Source text:
Master Hongzhi’s Practice instructions.  Number 9: The Misunderstanding of Many Lifetimes

‘Emptiness is without characteristics. Illumination has no emotional afflictions.

With piercing, quietly profound radiance, it mysteriously eliminates all scars. Thus, one can know one; thus the self is completed. We all have the clear, wondrously bright field from the beginning. Many lifetimes of misunderstanding come only from distrust, hindrance and screens of confusion that we create in a scenario of isolation. With boundless wisdom journey beyond this, forgetting accomplishments. Straightforwardly abandon stratagems and take on responsibility. Having turned yourself around, accepting your situation, if you set foot on the path, spiritual energy will marvellously transport you. Contact phenomena will total sincerity. Not a single atom of dust is outside yourself.’

For practice the most important thing is faith. Not belief, faith.

Specifically, faith in two things.

Firstly that when we read descriptions of practice such as this, no matter how apparently fantastical they first appear, we should understand them as a sincere attempt by a practitioner, a practitioner like ourselves, to express their actual experience.

Second, that the actual experience that this practitioner has had is experience which is also available to us. What we should not do is make the language of description literal. We should not for instance, think that we must experience the bright field that Master Hongzhi talks about and if we can’t experience that, our practice is worth nothing.

We need to understand that the experience that Master Hongzhi and other practitioners write about in their own way is available to everyone, but the experience of each person will be different, and hence the expression. Master Hongzhi  experienced a bright field. Other  people might experience a profound connectedness, or a great, luminous silence, or a sense of a dynamic interconnected body. If you wait impatiently for the bright field to appear, you will remain in darkness forever.

We are always striving to express our experience in language, but we must understand that our language and the language of all our teachers is descriptive language, and hence, to a greater or lesser extent, unique. It is not telling us what we should experience. Each experience is another brushstroke in creation.

Brief: In the commentary on Master Hongzhi's practice instructions, what is named as the most important thing for practice?

Raw data:
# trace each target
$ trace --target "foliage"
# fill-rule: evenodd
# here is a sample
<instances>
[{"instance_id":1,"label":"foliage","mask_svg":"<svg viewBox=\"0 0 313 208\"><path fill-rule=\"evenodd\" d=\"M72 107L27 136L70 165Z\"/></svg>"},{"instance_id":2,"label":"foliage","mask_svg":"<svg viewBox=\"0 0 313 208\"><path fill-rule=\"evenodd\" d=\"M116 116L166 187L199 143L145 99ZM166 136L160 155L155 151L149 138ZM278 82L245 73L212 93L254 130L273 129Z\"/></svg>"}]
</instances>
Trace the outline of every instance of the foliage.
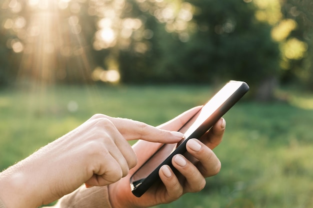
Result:
<instances>
[{"instance_id":1,"label":"foliage","mask_svg":"<svg viewBox=\"0 0 313 208\"><path fill-rule=\"evenodd\" d=\"M202 104L214 91L204 85L38 87L0 91L0 169L94 113L156 126ZM200 193L157 207L312 207L313 96L278 94L287 94L290 104L237 103L224 117L226 134L214 150L220 172Z\"/></svg>"},{"instance_id":2,"label":"foliage","mask_svg":"<svg viewBox=\"0 0 313 208\"><path fill-rule=\"evenodd\" d=\"M296 0L7 0L0 8L2 79L240 79L255 93L273 80L310 85L312 64L303 57L312 53L311 30L302 19L310 18L310 5Z\"/></svg>"}]
</instances>

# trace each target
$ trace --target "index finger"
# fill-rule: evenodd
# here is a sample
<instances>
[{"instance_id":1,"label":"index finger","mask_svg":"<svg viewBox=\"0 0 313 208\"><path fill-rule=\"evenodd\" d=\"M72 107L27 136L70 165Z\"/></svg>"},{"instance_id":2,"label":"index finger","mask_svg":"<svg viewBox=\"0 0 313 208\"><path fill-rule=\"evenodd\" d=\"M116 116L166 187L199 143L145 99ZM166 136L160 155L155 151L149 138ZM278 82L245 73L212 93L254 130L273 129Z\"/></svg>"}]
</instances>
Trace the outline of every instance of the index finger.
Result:
<instances>
[{"instance_id":1,"label":"index finger","mask_svg":"<svg viewBox=\"0 0 313 208\"><path fill-rule=\"evenodd\" d=\"M111 121L126 140L142 139L161 143L176 143L184 137L180 132L160 129L140 121L104 115L99 116Z\"/></svg>"}]
</instances>

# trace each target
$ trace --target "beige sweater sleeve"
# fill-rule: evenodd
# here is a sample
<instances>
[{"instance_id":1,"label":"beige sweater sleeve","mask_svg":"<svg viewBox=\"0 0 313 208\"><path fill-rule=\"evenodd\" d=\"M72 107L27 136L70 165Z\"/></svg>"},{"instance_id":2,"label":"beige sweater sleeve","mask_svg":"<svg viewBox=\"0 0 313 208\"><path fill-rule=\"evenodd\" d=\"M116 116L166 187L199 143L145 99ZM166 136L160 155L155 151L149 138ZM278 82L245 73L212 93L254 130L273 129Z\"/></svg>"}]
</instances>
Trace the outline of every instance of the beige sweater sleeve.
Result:
<instances>
[{"instance_id":1,"label":"beige sweater sleeve","mask_svg":"<svg viewBox=\"0 0 313 208\"><path fill-rule=\"evenodd\" d=\"M84 186L82 186L74 192L63 197L54 207L112 208L108 200L107 186L94 187L86 189Z\"/></svg>"},{"instance_id":2,"label":"beige sweater sleeve","mask_svg":"<svg viewBox=\"0 0 313 208\"><path fill-rule=\"evenodd\" d=\"M112 208L108 200L107 186L89 189L82 186L74 192L63 197L53 208ZM0 208L6 208L1 199Z\"/></svg>"},{"instance_id":3,"label":"beige sweater sleeve","mask_svg":"<svg viewBox=\"0 0 313 208\"><path fill-rule=\"evenodd\" d=\"M4 203L2 202L2 200L1 200L1 199L0 199L0 208L6 208L6 206L4 206Z\"/></svg>"}]
</instances>

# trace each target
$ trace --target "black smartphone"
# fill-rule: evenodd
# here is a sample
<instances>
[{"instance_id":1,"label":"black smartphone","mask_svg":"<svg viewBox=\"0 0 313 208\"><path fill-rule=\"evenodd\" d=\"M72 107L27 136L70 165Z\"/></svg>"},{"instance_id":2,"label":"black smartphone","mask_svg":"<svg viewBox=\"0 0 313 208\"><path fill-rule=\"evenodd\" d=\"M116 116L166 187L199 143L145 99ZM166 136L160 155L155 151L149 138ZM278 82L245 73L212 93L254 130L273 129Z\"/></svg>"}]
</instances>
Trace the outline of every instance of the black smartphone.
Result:
<instances>
[{"instance_id":1,"label":"black smartphone","mask_svg":"<svg viewBox=\"0 0 313 208\"><path fill-rule=\"evenodd\" d=\"M132 192L141 197L154 183L160 182L158 171L164 165L172 165L172 158L184 154L186 143L192 138L200 139L249 90L244 82L230 81L210 99L178 131L184 139L177 144L166 144L160 148L136 171L130 179Z\"/></svg>"}]
</instances>

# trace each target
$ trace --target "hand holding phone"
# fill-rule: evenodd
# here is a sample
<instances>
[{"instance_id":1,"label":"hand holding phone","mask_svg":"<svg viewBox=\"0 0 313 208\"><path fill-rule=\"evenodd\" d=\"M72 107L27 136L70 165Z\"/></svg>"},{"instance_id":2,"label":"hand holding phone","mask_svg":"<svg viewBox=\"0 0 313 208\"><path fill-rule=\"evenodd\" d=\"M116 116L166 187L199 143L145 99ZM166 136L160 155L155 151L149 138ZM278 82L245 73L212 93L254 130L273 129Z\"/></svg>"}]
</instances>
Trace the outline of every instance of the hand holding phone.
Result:
<instances>
[{"instance_id":1,"label":"hand holding phone","mask_svg":"<svg viewBox=\"0 0 313 208\"><path fill-rule=\"evenodd\" d=\"M172 157L184 154L186 143L192 138L200 139L248 90L244 82L228 82L208 101L179 131L184 133L185 139L177 144L162 145L130 178L132 193L140 197L154 183L160 180L158 171L164 165L172 165Z\"/></svg>"}]
</instances>

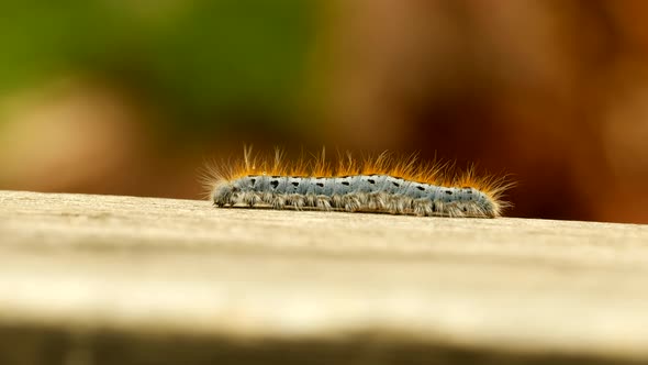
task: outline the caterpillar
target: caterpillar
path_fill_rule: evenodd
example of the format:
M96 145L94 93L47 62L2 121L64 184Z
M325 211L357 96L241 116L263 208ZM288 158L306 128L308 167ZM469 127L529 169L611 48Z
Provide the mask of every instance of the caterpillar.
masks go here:
M203 182L219 208L495 218L511 206L502 200L513 186L506 177L478 178L474 168L461 175L450 170L448 164L420 164L416 155L400 158L384 152L355 159L347 153L333 168L325 150L290 164L279 150L268 159L244 147L243 161L208 167Z

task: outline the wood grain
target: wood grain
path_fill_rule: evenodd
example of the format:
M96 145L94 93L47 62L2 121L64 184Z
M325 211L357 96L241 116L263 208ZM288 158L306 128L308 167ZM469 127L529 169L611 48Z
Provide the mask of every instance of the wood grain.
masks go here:
M0 191L0 363L648 362L648 226Z

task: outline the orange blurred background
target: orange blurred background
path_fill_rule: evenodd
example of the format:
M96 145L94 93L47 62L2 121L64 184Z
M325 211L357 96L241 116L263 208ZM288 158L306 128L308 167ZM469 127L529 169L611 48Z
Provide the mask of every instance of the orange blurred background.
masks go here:
M648 223L648 2L23 1L0 189L200 198L257 151L512 174L513 217Z

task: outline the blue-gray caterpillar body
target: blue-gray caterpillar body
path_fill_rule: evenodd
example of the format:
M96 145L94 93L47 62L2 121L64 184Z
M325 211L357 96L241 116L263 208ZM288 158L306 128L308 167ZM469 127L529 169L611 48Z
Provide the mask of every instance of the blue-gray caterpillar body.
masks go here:
M216 207L342 210L392 214L494 218L502 202L473 187L444 187L390 175L339 177L248 175L217 180Z

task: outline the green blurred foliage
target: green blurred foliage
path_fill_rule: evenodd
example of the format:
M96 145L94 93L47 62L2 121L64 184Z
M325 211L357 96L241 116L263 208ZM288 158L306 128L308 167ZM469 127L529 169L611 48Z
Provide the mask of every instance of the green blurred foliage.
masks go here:
M286 113L303 88L314 4L2 2L0 92L89 74L142 92L182 123L209 124L230 108Z

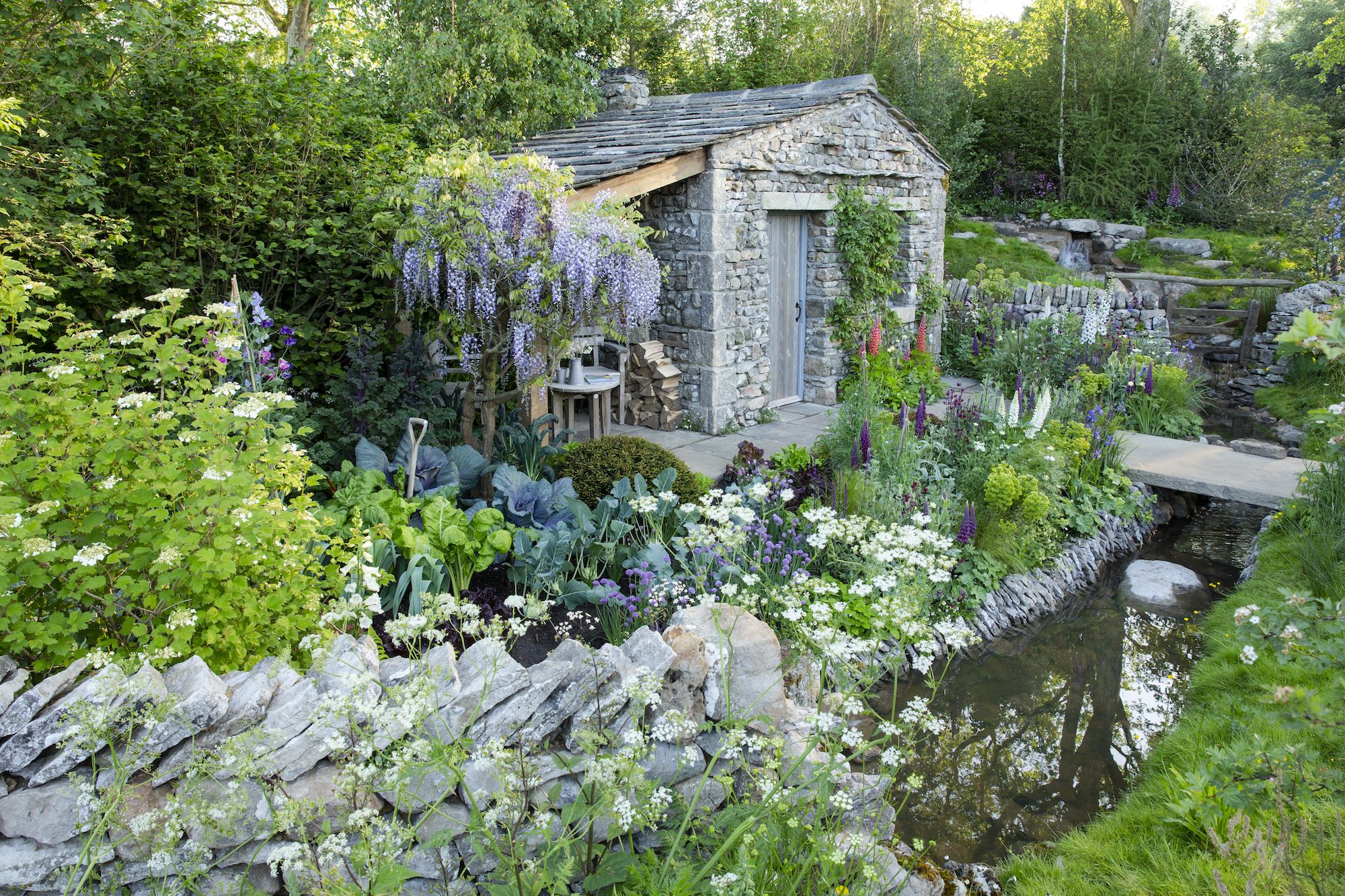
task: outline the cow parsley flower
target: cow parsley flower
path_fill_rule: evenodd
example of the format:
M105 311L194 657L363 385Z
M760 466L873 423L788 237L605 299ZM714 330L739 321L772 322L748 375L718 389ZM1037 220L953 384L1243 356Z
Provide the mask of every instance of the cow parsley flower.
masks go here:
M112 548L102 544L101 541L95 541L91 545L85 545L83 548L77 550L75 556L71 557L71 560L74 560L81 566L93 566L110 553Z

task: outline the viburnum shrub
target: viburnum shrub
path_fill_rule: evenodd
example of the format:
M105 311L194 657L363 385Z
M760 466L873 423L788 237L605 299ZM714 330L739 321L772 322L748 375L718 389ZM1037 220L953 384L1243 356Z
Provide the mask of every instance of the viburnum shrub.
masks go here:
M309 461L268 422L289 397L225 378L238 309L182 315L168 289L102 332L12 262L0 276L0 652L36 670L286 652L316 627L320 533Z

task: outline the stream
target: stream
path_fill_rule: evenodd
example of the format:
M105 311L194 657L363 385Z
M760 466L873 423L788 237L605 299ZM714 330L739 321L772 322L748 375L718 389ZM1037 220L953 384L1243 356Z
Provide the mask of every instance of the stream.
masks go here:
M1189 566L1209 601L1231 591L1266 511L1213 502L1159 529L1137 554ZM1124 605L1126 564L1032 632L983 646L947 670L932 702L948 731L908 766L923 783L897 817L932 858L998 862L1053 841L1115 806L1154 739L1176 721L1200 658L1198 613L1161 616ZM935 669L935 674L939 669ZM873 706L892 713L924 679L889 683Z

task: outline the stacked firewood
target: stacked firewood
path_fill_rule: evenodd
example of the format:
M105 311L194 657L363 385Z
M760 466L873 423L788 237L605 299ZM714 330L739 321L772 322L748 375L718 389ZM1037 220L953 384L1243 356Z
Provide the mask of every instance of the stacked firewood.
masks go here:
M682 422L682 371L656 339L631 346L625 422L651 429L677 429Z

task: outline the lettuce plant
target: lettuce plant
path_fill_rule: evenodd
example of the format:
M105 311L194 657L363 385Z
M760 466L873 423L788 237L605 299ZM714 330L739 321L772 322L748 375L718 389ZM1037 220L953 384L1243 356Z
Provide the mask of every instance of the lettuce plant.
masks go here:
M397 474L404 475L410 468L412 436L402 436L401 444L393 452L393 459L369 441L363 436L355 443L355 465L360 470L377 470L383 474L389 486L397 484ZM456 488L457 494L468 492L476 487L488 463L482 452L471 445L453 445L448 451L433 445L421 445L416 449L416 487L413 494L417 498L432 498L445 488Z

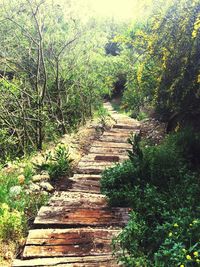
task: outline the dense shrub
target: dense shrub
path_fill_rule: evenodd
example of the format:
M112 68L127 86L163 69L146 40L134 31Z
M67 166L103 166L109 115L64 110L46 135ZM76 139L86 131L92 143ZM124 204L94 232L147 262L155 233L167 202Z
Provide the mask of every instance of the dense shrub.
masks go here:
M69 149L59 144L54 153L49 151L44 156L44 161L34 164L37 172L47 171L51 179L57 179L59 176L69 175L71 172L71 162Z
M48 196L40 193L28 193L26 185L32 176L29 165L24 168L23 179L17 170L0 170L0 241L17 243L28 229L30 221L36 215Z

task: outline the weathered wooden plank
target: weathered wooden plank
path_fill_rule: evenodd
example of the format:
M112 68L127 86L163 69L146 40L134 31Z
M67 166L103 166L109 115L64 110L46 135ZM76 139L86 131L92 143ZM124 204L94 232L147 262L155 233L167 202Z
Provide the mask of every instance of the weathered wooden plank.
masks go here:
M102 136L99 140L102 142L127 143L127 137Z
M87 257L52 257L30 260L15 260L13 267L117 267L112 255Z
M76 169L81 174L99 174L106 169L106 166L80 166Z
M128 129L128 130L137 130L138 125L128 125L128 124L114 124L114 129Z
M115 162L111 162L111 161L97 161L97 160L93 160L93 161L79 161L78 163L78 167L96 167L96 166L112 166L113 164L115 164Z
M112 153L113 155L126 155L127 148L110 148L110 147L91 147L89 153L105 154Z
M113 155L113 154L88 154L86 156L84 156L81 159L81 162L94 162L97 161L98 163L101 161L110 161L110 162L121 162L125 159L127 159L128 156L126 155Z
M31 230L23 258L111 254L112 238L119 232L87 228Z
M99 179L73 179L71 178L70 181L72 182L70 188L68 189L70 192L91 192L91 193L100 193L100 184Z
M82 179L82 178L101 179L101 175L100 174L79 174L79 173L75 173L73 175L73 178L78 178L78 179Z
M67 208L43 206L34 224L43 225L84 225L84 226L124 226L129 218L127 208Z
M80 180L81 179L82 178L80 178ZM65 206L68 208L96 208L99 206L106 207L107 199L104 195L95 193L91 194L91 192L60 192L50 198L48 205Z

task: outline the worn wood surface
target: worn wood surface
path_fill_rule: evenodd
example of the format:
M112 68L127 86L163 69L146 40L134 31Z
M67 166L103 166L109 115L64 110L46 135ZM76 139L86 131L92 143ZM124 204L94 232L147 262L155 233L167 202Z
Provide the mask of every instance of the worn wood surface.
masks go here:
M114 112L113 120L68 179L66 190L55 192L40 208L29 231L21 259L13 267L117 267L111 242L129 219L128 208L111 208L100 194L101 172L128 158L127 138L139 131L137 121ZM63 190L65 190L63 188Z

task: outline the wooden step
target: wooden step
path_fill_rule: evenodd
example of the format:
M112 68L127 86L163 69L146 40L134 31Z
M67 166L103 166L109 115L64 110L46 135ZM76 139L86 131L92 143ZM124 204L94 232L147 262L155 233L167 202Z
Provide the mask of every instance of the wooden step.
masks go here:
M90 192L100 194L100 184L99 179L90 179L90 178L82 178L75 179L70 178L71 186L68 189L70 192Z
M93 161L82 161L80 160L78 163L78 167L93 167L93 166L104 166L104 167L109 167L114 165L115 162L112 161L98 161L98 160L93 160Z
M124 226L129 218L128 208L67 208L43 206L40 208L34 224L68 226Z
M81 178L80 178L81 180ZM84 192L59 192L54 194L49 202L50 206L65 206L67 208L98 208L108 205L104 195Z
M23 258L110 255L112 238L119 232L90 228L31 230Z
M15 260L13 267L118 267L112 255Z
M137 130L137 125L128 125L128 124L114 124L114 129L128 129L128 130Z
M124 136L102 136L99 138L100 141L102 142L115 142L115 143L127 143L127 137Z
M85 155L83 158L81 158L81 162L120 162L120 161L123 161L125 159L127 159L128 156L126 155L113 155L113 154L110 154L110 153L106 153L106 154L88 154L88 155Z
M110 147L91 147L89 153L95 154L113 154L113 155L127 155L127 148L110 148Z
M100 174L109 166L99 166L99 165L91 165L91 166L80 166L76 169L76 172L79 174Z

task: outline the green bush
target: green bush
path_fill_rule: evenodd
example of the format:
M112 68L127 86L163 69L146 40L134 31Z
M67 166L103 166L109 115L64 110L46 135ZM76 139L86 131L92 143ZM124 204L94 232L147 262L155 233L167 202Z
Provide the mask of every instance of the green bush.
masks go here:
M43 194L29 194L26 191L32 173L30 164L24 168L23 181L19 179L18 169L0 171L0 240L17 243L48 199Z
M106 169L101 178L101 191L107 195L110 204L115 206L130 205L130 187L136 182L135 169L130 160Z
M129 160L103 173L110 203L134 210L114 240L125 266L200 266L200 174L192 164L198 138L186 129L158 146L142 146L135 136Z

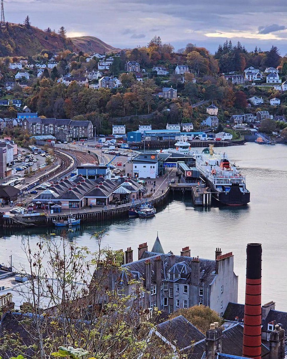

Worked answer: Faith, not belief.